# Extract to read
###

• Saturday, November 29, 2014

Combating terrorism: Needs phlegmatic response

Brigadier General Shahedul Anam Khan, ndc, psc (retd)
Photo: Star
Photo: Star

If the only tool you have is a hammer, all problems begin to look like nails.”
We should keep the wise words articulated in the quotation of Maslow, the famous US psychologist, in mind when we are addressing any problem, more so when it has to do with an issue like terrorism, particularly ones that are motivated by religious ideology.
While terrorism is considered a tool of the weak against a stronger and oppressive force where it is adopted to balance the scale of force, each country that is faced with the phenomenon must realise that terrorism takes roots due to reasons that are germane to that particular country and the response must evolve keeping in mind the dynamics that have caused it to germinate in the first place.
A problem in countering terrorism is the lack of understanding of the phenomenon itself. The propensity to see terrorism as merely a law and order issue leads the state towards adopting the apparently easier option of force with the hope that it would be a short sharp affair. No insurgency movement or terrorist group has ever been neutralised by means of force alone. The cause of the rise of terrorism in that particular country must be addressed simultaneously to defeat the raison d'être of their existence. It is also important to determine whether terrorism is the cause of a particular conflict or the conflict has festered terrorism.
Our predilection for anti-terror action only, rather than a more comprehensive strategy of counter terror, which, admittedly, is time consuming but in the long run more efficacious in defeating the phenomena, has been caused by the seemingly easy success of the state in the late seventies in combating the leftist extremists. And that, if anything, highlights the essential difference between terrorists motivated by religious ideology and those that are imbued with political philosophy. Their ultimate objective, which is to gain political power or establish a political dispensation of a particular ilk, is the same. However, as events have proved, in our case in particular, political extremism has not survived the test of time either due to lack of conviction of purpose or lack of popular support. Religious extremism or terrorism on the other hand is a more recent phenomenon for us. But as scholars in the field of terrorism aver, to be successful against the religious terrorists, it is their flaunted philosophy, that exploits religion by misinterpreting it, is what must be targeted.
It will be well to remember that those that are pursuing the path of terrorism take on the mantle of saviour of the oppressed as indeed we have seen happen in many countries, where the tools of terrorism were adopted as a defensive mechanism. That then became a tactical expedient in the overall political strategy of a revolutionary group seeking resolution of a political issue.

###

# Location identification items
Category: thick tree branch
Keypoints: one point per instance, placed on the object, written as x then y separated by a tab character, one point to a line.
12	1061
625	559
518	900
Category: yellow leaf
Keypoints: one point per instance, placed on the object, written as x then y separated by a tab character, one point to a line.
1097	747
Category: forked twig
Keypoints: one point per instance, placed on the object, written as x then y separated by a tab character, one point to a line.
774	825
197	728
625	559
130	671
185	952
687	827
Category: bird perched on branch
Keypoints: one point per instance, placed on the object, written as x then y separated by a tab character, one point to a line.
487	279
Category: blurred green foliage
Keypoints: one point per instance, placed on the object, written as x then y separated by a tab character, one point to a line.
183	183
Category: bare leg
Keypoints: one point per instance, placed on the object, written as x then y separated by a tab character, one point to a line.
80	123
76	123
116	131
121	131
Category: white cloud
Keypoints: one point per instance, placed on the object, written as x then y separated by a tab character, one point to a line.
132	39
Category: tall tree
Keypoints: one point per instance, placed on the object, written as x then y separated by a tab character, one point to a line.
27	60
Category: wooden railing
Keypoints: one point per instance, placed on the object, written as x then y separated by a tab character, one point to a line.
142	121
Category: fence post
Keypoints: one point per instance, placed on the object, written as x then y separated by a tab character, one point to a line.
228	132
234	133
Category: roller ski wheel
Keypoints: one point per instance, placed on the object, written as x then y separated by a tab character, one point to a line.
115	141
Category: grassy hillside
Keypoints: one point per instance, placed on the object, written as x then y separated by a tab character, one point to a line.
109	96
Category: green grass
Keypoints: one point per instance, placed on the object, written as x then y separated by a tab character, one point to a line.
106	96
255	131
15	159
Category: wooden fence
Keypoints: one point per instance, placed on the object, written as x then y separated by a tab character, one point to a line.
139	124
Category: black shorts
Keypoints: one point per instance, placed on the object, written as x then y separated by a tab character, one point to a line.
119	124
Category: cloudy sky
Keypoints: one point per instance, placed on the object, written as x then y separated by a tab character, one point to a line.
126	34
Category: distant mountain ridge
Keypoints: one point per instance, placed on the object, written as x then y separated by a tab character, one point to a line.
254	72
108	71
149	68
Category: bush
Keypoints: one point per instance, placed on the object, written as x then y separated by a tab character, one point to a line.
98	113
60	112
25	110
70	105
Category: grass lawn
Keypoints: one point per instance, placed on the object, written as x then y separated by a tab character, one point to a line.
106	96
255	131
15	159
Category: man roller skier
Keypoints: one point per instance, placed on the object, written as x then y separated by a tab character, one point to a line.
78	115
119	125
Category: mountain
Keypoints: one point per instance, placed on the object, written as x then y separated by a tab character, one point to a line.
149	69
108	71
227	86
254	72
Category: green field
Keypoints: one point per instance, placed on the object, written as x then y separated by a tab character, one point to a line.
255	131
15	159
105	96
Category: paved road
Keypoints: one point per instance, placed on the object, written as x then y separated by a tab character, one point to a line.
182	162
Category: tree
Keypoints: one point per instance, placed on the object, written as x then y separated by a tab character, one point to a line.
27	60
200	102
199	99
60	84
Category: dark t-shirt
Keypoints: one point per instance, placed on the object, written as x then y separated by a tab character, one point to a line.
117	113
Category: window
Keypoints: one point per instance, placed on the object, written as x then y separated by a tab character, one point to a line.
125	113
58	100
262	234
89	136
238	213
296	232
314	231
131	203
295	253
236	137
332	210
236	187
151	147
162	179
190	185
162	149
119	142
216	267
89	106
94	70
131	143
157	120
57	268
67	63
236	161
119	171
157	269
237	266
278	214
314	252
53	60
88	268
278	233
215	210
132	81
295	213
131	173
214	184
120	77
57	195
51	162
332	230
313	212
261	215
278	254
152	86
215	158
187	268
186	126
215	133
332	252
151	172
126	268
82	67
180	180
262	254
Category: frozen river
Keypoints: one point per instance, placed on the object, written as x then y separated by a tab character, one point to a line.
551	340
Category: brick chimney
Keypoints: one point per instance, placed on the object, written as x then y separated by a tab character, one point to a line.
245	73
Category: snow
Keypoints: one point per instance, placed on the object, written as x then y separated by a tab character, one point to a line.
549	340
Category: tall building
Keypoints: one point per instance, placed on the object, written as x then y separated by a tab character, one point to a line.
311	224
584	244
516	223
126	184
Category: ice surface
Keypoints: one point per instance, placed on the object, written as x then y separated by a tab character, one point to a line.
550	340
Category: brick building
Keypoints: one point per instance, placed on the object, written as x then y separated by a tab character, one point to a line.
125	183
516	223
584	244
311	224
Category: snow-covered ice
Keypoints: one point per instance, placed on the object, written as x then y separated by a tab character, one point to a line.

###

# What this exercise asks
[A] In the commentary on combating terrorism, how is Maslow described?
[B] In the commentary on combating terrorism, rewrite the passage from "Combating terrorism: Needs" up to and including "the first place.", replacing "hammer" with "wrench".
The rows bear no relation to the commentary on combating terrorism.

# Results by task
[A] He is described as the famous US psychologist.

[B]
Combating terrorism: Needs phlegmatic response

Brigadier General Shahedul Anam Khan, ndc, psc (retd)
Photo: Star
Photo: Star

If the only tool you have is a wrench, all problems begin to look like nails.”
We should keep the wise words articulated in the quotation of Maslow, the famous US psychologist, in mind when we are addressing any problem, more so when it has to do with an issue like terrorism, particularly ones that are motivated by religious ideology.
While terrorism is considered a tool of the weak against a stronger and oppressive force where it is adopted to balance the scale of force, each country that is faced with the phenomenon must realise that terrorism takes roots due to reasons that are germane to that particular country and the response must evolve keeping in mind the dynamics that have caused it to germinate in the first place.